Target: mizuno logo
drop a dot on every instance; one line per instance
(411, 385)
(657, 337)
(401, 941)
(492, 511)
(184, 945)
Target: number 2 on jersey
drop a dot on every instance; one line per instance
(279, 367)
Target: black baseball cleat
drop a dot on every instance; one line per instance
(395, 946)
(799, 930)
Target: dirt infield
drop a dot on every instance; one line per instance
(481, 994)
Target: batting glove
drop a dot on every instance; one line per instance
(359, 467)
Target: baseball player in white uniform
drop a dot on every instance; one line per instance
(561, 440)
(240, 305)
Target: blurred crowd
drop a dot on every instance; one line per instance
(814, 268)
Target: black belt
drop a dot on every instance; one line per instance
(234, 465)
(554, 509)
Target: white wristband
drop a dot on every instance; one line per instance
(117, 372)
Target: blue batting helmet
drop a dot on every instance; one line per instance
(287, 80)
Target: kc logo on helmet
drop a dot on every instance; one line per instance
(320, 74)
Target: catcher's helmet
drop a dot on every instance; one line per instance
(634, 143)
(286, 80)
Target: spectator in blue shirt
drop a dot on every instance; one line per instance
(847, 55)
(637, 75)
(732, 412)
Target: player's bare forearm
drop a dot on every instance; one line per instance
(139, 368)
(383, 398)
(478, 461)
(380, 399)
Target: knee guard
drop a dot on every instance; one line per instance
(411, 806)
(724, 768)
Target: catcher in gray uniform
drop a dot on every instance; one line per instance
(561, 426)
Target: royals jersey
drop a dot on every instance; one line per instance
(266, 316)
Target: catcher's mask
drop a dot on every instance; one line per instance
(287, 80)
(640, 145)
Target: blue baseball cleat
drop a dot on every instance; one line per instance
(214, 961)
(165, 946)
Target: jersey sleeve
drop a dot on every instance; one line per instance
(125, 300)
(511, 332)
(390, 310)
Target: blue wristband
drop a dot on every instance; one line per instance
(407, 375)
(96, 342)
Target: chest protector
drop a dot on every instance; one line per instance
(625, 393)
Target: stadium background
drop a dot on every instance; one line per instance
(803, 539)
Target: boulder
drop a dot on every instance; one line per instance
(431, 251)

_Aim of the exercise:_ Rewrite the entries from the line holding "Target: boulder" through the last entry, inclusive, with their requests, and offset every coordinate in the answers by adding 124 to each number.

_Expected output:_
Target: boulder
drop a dot on every instance; one line per instance
(555, 375)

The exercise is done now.